Dataset entries:

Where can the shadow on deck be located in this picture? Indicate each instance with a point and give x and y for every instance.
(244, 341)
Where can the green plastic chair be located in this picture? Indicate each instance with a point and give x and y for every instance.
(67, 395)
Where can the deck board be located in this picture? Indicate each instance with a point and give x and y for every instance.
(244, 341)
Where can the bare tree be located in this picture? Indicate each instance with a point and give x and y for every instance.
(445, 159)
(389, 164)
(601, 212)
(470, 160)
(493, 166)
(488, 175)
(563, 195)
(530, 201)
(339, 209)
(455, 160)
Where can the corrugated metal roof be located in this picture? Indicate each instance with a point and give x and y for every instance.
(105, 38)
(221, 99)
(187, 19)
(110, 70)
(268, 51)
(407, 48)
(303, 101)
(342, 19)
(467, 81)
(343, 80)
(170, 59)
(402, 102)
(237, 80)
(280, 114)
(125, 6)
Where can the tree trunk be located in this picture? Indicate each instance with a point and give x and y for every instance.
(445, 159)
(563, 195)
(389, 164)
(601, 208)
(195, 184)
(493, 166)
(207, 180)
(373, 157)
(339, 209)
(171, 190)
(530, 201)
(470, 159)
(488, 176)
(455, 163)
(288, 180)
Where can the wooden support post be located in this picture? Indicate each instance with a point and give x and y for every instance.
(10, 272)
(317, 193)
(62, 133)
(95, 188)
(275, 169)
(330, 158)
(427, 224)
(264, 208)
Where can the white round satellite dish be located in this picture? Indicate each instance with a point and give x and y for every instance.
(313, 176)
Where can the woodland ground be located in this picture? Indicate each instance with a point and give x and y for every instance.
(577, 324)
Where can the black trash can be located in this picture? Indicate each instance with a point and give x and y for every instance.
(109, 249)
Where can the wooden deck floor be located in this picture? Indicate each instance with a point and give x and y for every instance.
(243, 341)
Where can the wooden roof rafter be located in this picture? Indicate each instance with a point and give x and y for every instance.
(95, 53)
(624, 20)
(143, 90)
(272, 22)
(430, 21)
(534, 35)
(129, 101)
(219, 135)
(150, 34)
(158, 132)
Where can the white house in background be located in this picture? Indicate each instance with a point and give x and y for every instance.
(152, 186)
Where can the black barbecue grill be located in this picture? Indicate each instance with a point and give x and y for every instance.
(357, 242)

- EXERCISE
The records are to be duplicated in full, with every word kept exactly.

- WRITTEN RESPONSE
Where can the shadow on deck be located in this picture? Indicate each instance with a point and give x and y for every instance.
(244, 341)
Where can the green plastic chair be located in this picture? Indicate each instance with a point and give x and y for every instance.
(67, 395)
Where can the deck board be located in this picture? Indicate each instance with a point and give x and y for every instance.
(244, 341)
Where can the bare tree be located in this picture? Indicate each instance with a point and give x and y for every instance.
(445, 159)
(389, 164)
(601, 212)
(470, 160)
(493, 166)
(488, 175)
(563, 195)
(530, 201)
(339, 209)
(455, 160)
Where can the corrugated metal roof be located in this picture? Indicate each instance with a point and give x and y for every instance.
(105, 38)
(221, 99)
(187, 19)
(110, 70)
(268, 51)
(407, 48)
(303, 101)
(342, 19)
(467, 81)
(343, 80)
(170, 59)
(402, 102)
(237, 80)
(280, 114)
(125, 6)
Where can the tree trunk be located in this picture? Indicate each instance with a point and give x and y for every instance.
(445, 159)
(563, 195)
(389, 164)
(601, 208)
(195, 184)
(493, 166)
(207, 180)
(373, 157)
(339, 209)
(171, 190)
(530, 201)
(470, 159)
(488, 176)
(455, 163)
(288, 180)
Where can the wooden support post be located in this picture? Indicate each instance with a point and give x and y for every instance.
(10, 272)
(317, 193)
(62, 133)
(95, 188)
(275, 169)
(330, 158)
(427, 224)
(264, 208)
Where can the white round satellite dish be located in this picture? Indicate each instance with a point and give x and y for every instance.
(313, 176)
Where can the woodland ground be located in this picture? Indicate each instance with a point and give x and y for every instance.
(577, 324)
Where can the black trash can be located in this picture? Indicate each instance with a point and give x and y for every instance.
(109, 249)
Where can the wooden deck floor be located in this picture? Indicate each instance with a point and give x and y for every instance.
(243, 341)
Where can the wooden roof rafter be located in this picture? Indicate each instance with a point and give x and y for every instance.
(95, 53)
(624, 20)
(143, 90)
(272, 22)
(430, 21)
(534, 35)
(129, 101)
(219, 135)
(150, 34)
(158, 132)
Where can the white house in background be located in this picture? Indicate each instance with a point and give x and y for every instance.
(152, 186)
Where can the black barbecue grill be located in this picture? Indicate each instance with a point and give x and y for every instance.
(357, 242)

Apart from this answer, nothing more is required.